SaoYear commented 5 months ago

Hi, it seems like you made some modifications on the audio_transformer.py (Since your line 146 in audio_transformer.py is different from the line in this repo). And now the length of your positional embeddings and patch embeddings are not aligned (one is 1001 and the other is 250).

I will attempt to explain what's happening in the function prepare_tokens, which might help you to debug:

  1. We apply a linear patching to transform each continuous 4 frames to a patch embedding, this would make the temporal resolution from 1001 to 1001 // 4 = 250;
  2. We use cut mode for positional embedding, get 250-length trainable positional embeddings and add them with the patch embeddings (line 143-144 here)

I would recommend you to print the shape of x and pos before the addition, so that you can know whose length is wrong, both should be 250.

Angelalilyer commented 4 months ago

Hi, it seems like you made some modifications on the audio_transformer.py (Since your line 146 in audio_transformer.py is different from the line in this repo). And now the length of your positional embeddings and patch embeddings are not aligned (one is 1001 and the other is 250).

I will attempt to explain what's happening in the function prepare_tokens, which might help you to debug:

  1. We apply a linear patching to transform each continuous 4 frames to a patch embedding, this would make the temporal resolution from 1001 to 1001 // 4 = 250;
  2. We use cut mode for positional embedding, get 250-length trainable positional embeddings and add them with the patch embeddings (line 143-144 here)

I would recommend you to print the shape of x and pos before the addition, so that you can know whose length is wrong, both should be 250.

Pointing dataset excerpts
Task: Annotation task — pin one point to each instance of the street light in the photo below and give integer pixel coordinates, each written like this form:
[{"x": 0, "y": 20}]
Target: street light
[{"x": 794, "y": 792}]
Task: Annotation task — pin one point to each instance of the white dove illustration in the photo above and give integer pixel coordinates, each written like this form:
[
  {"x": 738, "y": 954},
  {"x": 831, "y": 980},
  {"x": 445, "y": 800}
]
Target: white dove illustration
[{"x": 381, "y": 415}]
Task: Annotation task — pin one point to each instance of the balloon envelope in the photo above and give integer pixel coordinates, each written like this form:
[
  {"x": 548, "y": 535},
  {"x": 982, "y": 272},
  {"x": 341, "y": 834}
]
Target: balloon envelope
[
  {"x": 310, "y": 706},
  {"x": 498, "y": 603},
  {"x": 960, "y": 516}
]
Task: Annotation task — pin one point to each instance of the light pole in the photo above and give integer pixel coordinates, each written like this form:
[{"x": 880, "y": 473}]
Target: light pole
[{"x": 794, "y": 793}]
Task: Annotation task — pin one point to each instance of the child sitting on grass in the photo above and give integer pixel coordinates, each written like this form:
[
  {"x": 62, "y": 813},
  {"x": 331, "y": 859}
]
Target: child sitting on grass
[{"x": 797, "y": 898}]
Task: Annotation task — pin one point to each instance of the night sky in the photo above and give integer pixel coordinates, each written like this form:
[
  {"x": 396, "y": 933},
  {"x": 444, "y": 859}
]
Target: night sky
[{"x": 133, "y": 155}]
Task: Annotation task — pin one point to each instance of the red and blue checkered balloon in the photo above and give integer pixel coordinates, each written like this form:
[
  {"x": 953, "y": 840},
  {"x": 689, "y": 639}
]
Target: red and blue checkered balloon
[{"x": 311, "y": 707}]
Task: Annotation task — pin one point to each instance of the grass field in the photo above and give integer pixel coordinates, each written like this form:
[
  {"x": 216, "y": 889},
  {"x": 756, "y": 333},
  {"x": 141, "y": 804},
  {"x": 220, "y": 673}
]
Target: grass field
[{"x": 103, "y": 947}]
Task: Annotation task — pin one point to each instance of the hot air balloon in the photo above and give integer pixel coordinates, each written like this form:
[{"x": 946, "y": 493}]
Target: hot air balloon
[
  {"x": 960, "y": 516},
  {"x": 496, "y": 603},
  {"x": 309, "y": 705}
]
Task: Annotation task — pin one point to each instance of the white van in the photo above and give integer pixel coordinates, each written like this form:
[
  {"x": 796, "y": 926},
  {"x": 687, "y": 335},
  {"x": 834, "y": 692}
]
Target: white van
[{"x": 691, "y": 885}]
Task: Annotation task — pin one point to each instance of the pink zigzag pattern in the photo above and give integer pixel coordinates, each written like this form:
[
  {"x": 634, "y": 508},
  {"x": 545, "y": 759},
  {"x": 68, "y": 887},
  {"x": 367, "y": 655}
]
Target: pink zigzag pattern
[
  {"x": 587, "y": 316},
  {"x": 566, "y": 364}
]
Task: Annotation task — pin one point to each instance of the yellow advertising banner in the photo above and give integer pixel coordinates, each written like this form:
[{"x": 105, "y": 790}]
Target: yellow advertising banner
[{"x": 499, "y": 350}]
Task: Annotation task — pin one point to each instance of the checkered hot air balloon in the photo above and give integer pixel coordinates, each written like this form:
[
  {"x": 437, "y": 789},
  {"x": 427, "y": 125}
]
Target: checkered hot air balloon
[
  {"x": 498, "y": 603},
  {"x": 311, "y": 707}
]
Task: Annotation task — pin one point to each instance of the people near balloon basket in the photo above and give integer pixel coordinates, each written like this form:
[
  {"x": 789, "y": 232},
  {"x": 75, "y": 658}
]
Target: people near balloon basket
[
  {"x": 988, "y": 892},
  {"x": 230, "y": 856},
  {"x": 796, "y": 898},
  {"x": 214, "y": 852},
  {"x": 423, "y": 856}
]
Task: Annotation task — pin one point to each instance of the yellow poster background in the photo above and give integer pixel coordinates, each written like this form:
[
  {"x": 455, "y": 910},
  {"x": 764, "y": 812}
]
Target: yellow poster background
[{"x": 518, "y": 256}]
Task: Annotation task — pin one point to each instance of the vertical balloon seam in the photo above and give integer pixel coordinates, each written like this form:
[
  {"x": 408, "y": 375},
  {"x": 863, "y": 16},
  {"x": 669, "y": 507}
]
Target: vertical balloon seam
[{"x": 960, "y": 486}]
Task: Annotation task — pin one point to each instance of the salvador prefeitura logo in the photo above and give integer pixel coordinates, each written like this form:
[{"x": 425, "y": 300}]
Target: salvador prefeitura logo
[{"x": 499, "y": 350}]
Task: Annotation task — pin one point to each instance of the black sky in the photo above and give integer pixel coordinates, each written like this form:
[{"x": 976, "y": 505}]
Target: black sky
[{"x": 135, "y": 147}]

TO DO:
For each statement below, answer yes or no according to the thread on positional embeddings, and quote the words from the thread that settle it.
1. Linear patching turns each group of 4 continuous frames into one patch embedding.
2. The positional embeddings are fixed rather than trainable.
3. The recommended debugging step is to print the shapes of x and pos after the addition.
The records are separate material and have no connection to the thread.

ANSWER TO THIS TASK:
1. Yes: "We apply a linear patching to transform each continuous 4 frames to a patch embedding"
2. No: "get 250-length trainable positional embeddings"
3. No: "print the shape of x and pos before the addition"